-- Begin --
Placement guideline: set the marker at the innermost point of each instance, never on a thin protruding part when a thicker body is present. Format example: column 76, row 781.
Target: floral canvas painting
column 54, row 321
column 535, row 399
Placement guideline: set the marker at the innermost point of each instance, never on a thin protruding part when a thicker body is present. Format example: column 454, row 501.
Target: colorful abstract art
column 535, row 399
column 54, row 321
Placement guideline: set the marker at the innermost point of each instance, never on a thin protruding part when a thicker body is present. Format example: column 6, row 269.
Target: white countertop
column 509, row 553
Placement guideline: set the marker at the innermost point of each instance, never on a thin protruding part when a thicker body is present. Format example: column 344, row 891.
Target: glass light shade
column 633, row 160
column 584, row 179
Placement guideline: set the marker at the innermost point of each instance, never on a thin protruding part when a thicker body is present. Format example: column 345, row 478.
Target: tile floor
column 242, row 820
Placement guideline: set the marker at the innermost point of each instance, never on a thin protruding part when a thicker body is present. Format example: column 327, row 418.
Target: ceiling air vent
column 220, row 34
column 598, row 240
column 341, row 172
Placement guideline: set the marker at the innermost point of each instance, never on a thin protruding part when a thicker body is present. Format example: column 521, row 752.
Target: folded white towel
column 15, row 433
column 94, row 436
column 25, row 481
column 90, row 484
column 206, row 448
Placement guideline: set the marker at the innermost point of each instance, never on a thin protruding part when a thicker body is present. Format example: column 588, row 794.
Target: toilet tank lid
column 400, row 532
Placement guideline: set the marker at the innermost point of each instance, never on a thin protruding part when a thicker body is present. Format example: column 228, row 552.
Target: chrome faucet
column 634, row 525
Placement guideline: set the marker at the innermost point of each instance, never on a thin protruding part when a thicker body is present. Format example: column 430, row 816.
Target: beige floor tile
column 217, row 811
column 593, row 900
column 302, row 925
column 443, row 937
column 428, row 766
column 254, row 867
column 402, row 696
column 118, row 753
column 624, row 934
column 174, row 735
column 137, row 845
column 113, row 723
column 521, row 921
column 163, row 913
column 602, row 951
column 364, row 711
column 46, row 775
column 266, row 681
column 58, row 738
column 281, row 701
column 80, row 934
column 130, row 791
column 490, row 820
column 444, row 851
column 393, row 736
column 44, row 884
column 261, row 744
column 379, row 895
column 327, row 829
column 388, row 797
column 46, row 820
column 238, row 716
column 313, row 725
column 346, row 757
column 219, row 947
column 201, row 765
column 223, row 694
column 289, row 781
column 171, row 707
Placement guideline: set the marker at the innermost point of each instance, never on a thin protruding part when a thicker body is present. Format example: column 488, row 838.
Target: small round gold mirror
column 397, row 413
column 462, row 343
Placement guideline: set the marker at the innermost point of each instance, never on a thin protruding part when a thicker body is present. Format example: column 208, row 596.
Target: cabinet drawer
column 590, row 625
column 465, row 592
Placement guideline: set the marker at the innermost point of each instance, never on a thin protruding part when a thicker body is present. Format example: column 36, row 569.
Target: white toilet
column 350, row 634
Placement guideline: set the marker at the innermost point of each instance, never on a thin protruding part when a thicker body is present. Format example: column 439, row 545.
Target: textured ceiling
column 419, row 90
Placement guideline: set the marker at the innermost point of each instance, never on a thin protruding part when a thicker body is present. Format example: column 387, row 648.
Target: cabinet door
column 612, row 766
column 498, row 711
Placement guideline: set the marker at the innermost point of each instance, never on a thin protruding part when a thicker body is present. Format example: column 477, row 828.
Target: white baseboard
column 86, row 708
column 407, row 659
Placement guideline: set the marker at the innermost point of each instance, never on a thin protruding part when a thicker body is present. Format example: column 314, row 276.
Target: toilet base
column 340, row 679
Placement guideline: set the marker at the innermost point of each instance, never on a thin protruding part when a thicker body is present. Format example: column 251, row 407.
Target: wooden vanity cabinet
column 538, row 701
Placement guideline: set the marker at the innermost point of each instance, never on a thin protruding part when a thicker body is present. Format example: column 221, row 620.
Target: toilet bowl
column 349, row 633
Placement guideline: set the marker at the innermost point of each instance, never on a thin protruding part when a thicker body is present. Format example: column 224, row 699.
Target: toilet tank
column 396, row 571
-- End --
**EXERCISE BRIEF**
Rewrite only the lines starting at the one containing "228, row 552." and ending at the one containing "column 171, row 707", changing "beige floor tile" to "tan floor tile" and leaving everything else unchanged.

**RESULT**
Placement guideline: set the marker at the innermost point of each instance, never on a thin protruding part when a thicker body is present. Format example: column 228, row 552.
Target: chrome faucet
column 634, row 525
Placement guideline: set the marker at the innermost point of each instance, never on a thin protruding part when a thicker body is present. Format example: column 430, row 816.
Target: tan floor tile
column 217, row 811
column 593, row 900
column 302, row 925
column 443, row 937
column 428, row 766
column 254, row 867
column 402, row 696
column 118, row 753
column 624, row 934
column 174, row 735
column 137, row 845
column 113, row 723
column 521, row 921
column 163, row 913
column 602, row 951
column 364, row 711
column 46, row 775
column 266, row 681
column 58, row 738
column 281, row 701
column 80, row 934
column 130, row 791
column 490, row 820
column 444, row 851
column 393, row 736
column 44, row 884
column 261, row 744
column 379, row 895
column 327, row 829
column 388, row 797
column 46, row 820
column 238, row 716
column 313, row 725
column 346, row 757
column 219, row 947
column 201, row 765
column 223, row 694
column 289, row 781
column 171, row 707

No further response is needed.